EXTRAIT DE SOURCE:
####################
Exactement, on a signé de nouveaux artistes, collaboré avec de nouvelles structures. On s’est associé avec l’équipe d’Indifférence Prod qui manage Gims. On est monté dans le même navire pour avancer ensemble. On a créé d’autres labels, Dadju a créé sa structure, on a créé également un label pour Abou Debeing qui a signé Imen Es, par la suite. Je suis toujours un peu derrière à chapoter les différents projets. On a réussi à créer un sacré empire, avec de nombreux trophées à notre actif. Mais on ne lâche rien, on est seulement à 30%, comme dirait Gims (rires).
Vous êtes un peu le personnage de l’ombre. Avez-vous des modèles de référence ?
Je regarde beaucoup les documentaires sur ceux qui ont marqué ma profession : Swizz Beatz, Jay-Z, etc. Je trace ma propre histoire, mais je suis un grand fan du travail accompli par P.Diddy, en quasiment 30 ans de carrière dans le game. Ce que j’aime chez ses personnalités, c’est leur façon de bosser avec du monde, s’entourer de personnes en qui tu as confiance et avec qui tu montes des projets.
Comment la crise du Covid vous a-t-elle impactée ?
Quand le confinement est arrivé, beaucoup de choses ont été annulées, mais j’essaye de garder une attitude positive et la tête haute. Malgré les contraintes, j’essaye tout de même de labourer le terrain et d’élaborer des stratégies. Préparer des projets en fonction du covid, qui font qu’on est toujours sur le devant de la scène. Plutôt que de me dire qu’on est bloqué, je préfère envoyer les artistes en studio, préparer des albums. Comme pour Franglish, son album « Mood » est sorti pendant le 1er confinement et il est aujourd’hui presque Platine, alors qu’on n’était pas forcément parti pour cela, vu la situation. Quoiqu’il arrive, les gens continuent d’écouter de la musique, il faut s’adapter.
Des conseils pour quelqu’un qui souhaiterait entreprendre dans le domaine musical ?
Crois en toi et en tes rêves. Ne lâche pas, accepte la critique. Il faut savoir prendre beaucoup de recul sur soi-même car c’est un métier dans lequel tu peux galérer pendant 10 ans et, d’un coup, exploser pendant un an et disparaître l’année d’après. Il faut être réactif sur les tendances du moment, savoir se remettre en question et se réévaluer en permanence.
####################
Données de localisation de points
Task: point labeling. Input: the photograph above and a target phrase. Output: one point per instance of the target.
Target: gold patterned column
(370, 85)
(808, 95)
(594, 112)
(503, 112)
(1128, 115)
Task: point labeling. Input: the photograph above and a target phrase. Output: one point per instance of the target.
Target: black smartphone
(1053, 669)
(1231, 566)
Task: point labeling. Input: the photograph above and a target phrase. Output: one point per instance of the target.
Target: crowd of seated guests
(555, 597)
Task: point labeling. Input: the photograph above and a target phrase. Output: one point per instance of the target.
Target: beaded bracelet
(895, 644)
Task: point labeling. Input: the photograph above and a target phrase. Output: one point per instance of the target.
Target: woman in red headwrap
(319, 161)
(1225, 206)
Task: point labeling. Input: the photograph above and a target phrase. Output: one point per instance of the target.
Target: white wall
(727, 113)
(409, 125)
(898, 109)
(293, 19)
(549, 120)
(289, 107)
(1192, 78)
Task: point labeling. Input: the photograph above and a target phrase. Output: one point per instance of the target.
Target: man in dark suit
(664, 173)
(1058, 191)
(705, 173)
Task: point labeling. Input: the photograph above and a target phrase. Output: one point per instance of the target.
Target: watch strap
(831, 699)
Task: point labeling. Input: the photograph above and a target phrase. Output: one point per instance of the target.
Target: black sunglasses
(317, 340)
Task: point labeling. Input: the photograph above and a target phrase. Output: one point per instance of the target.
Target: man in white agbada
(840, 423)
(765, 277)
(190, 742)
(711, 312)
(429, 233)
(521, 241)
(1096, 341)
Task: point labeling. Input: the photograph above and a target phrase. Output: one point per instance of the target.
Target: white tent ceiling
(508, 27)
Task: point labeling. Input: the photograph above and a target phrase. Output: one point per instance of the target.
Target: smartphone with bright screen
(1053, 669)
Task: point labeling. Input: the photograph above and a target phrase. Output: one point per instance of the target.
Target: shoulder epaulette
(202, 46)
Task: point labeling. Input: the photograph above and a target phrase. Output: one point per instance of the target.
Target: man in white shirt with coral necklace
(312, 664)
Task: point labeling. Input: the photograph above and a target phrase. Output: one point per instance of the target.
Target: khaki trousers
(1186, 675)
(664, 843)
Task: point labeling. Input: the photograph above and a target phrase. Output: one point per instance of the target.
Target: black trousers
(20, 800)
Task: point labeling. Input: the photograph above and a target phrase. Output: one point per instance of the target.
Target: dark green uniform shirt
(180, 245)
####################
ACTIONS DEMANDÉES:
1 – Traduisez en anglais cette phrase de l'entretien : « Quoiqu’il arrive, les gens continuent d’écouter de la musique, il faut s’adapter. »
2 – Recopiez, s'il vous plaît, le passage de l'entretien qui s'ouvre sur les mots contenant « Exactement, on a » et se ferme sur « dirait Gims (rires). », en substituant « Maître Gims » à « Gims ».
3 – D'après l'entretien, les affirmations suivantes sont-elles exactes ? Pour chacune, répondez par oui ou non et citez les mots du texte qui tranchent.
(a) L'album « Mood » de Franglish est sorti pendant le premier confinement.
(b) Un label a été créé pour Imen Es.
(c) Le confinement n'a entraîné aucune annulation.
Les enregistrements forment un matériau à part, distinct de l'entretien.

SOLUTIONS PROPOSÉES:
1 – Whatever happens, people keep listening to music; you have to adapt.

2 –
Exactement, on a signé de nouveaux artistes, collaboré avec de nouvelles structures. On s’est associé avec l’équipe d’Indifférence Prod qui manage Maître Gims. On est monté dans le même navire pour avancer ensemble. On a créé d’autres labels, Dadju a créé sa structure, on a créé également un label pour Abou Debeing qui a signé Imen Es, par la suite. Je suis toujours un peu derrière à chapoter les différents projets. On a réussi à créer un sacré empire, avec de nombreux trophées à notre actif. Mais on ne lâche rien, on est seulement à 30%, comme dirait Maître Gims (rires).

3 –
(a) Oui : « son album « Mood » est sorti pendant le 1er confinement »
(b) Non : « on a créé également un label pour Abou Debeing qui a signé Imen Es »
(c) Non : « Quand le confinement est arrivé, beaucoup de choses ont été annulées »